• Podany fragment:
Po omówieniu ogólnego stylu przyszłej polityki Autor przechodzi do najważniejszych problemów geopolitycznych stojących przez amerykańskimi prezydentami. Zaliczył do nich konieczność rozluźnienia więzi z Izraelem, dogadania się z Iranem, zakończenie wojny z terroryzmem i ogólną marginalizację tego zjawiska. Nie chodzi przy tym o eskalację i pozabijanie wszystkich terrorystów (chociaż to też byłoby dobre), ale o to, że nie można temu celowi podporządkowywać polityki zagranicznej, ponieważ w chwili obecnej terroryści nie stanową prawdziwego zagrożenia dla USA. Jeśli chodzi o inne regiony świata, należy utrzymywać równowagę między Chinami a Japonią, która również zmuszona jest utrzymywać więzi z USA. Jednocześnie przygotowując się do ewentualnej przyszłej konfrontacji z Chinami, należy zakładać w tamtym rejonie świata kolejne bazy wojskowe, co jak wiemy, już się dzieje, bo Amerykanie założyli bazę w Australii. Ameryką Południową można się nie przejmować, bo tam wszystkie państwa wzajemnie się szachują i żadne nie ma szans na zagrożenie pozycji amerykańskiej, a Afrykę należy pozostawić samą sobie, bo USA nie mają tam żadnych interesów, a tylko niepotrzebnie będą tracić pieniądze i energię.

• Podane dane:
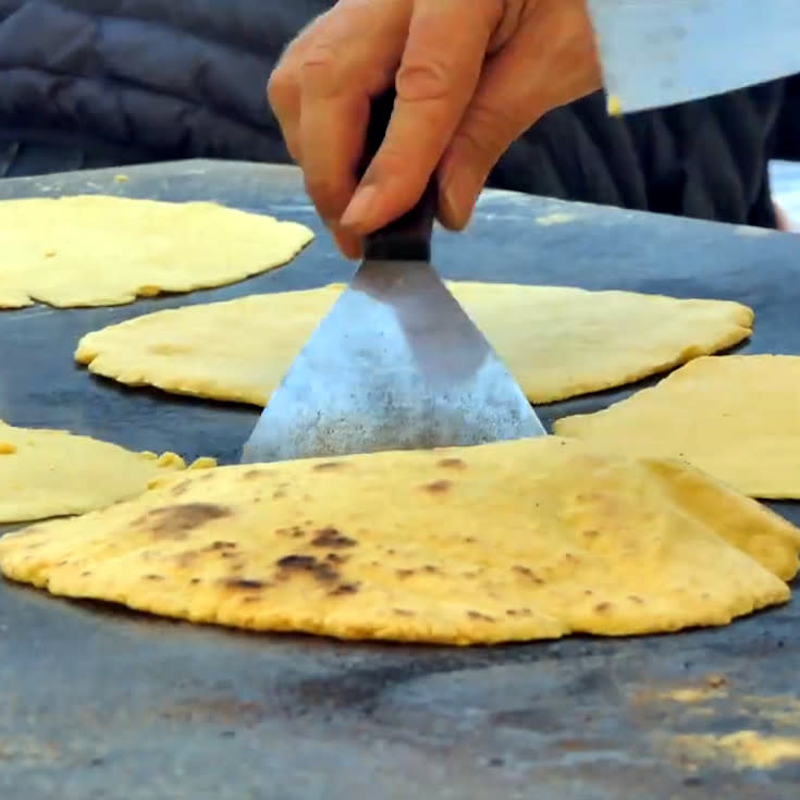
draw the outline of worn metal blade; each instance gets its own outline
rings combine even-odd
[[[798,0],[588,0],[612,112],[800,72]]]
[[[519,384],[429,263],[366,260],[270,398],[242,460],[544,433]]]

• Cel ćwiczenia: Dopisz dalszy ciąg tekstu o geopolitycznych wyzwaniach stojących przed USA. Zacznij zaraz po jego ostatnim zdaniu.

• Odpowiedź:
Ponadto jeśli chodzi o nasz region, główne zagrożenie dla USA Autor widzi w sojuszu niemiecko-rosyjskim, a kluczem do utrzymania amerykańskiej dominacji ma być Polska, dlatego USA powinny utrzymywać z nami silny i pewny sojusz. Z drugiej strony Polsce również będzie zależeć na tym sojuszu, ponieważ na porozumieniu swoich dwóch potężnych sąsiadów może najwięcej stracić. „Ten kraj to kość niezgody, stojąca w gardle zarówno Niemcom, jak i Rosji. Ameryka musi dopilnować, by nadal tam tkwiła”. W tym celu Friedman zaleca wspieranie budowy w Polsce silnej gospodarki i armii, a sojusz z USA ma stać się polską racją stanu. Jednocześnie słusznie zauważa i docenia polską obawę przed zdradą ze strony sojusznika, podobnie jak to było w 1939 roku. Dlatego Polska stanowi wyjątek wśród innych państw i tu amerykański prezydent powinien wykazywać twardą i niezmienną postawę, za błąd uważa wycofanie się z umieszczenia tarczy antyrakietowej, która to decyzja została w naszym kraju odebrana właśnie na pograniczu zdrady. Konkluzja jest taka, że USA będą mogły zdradzić Polskę tylko raz i to pod warunkiem uzyskania jakichś ogromnych, niewyobrażalnych dzisiaj korzyści – a na razie najważniejsza jest wiarygodność.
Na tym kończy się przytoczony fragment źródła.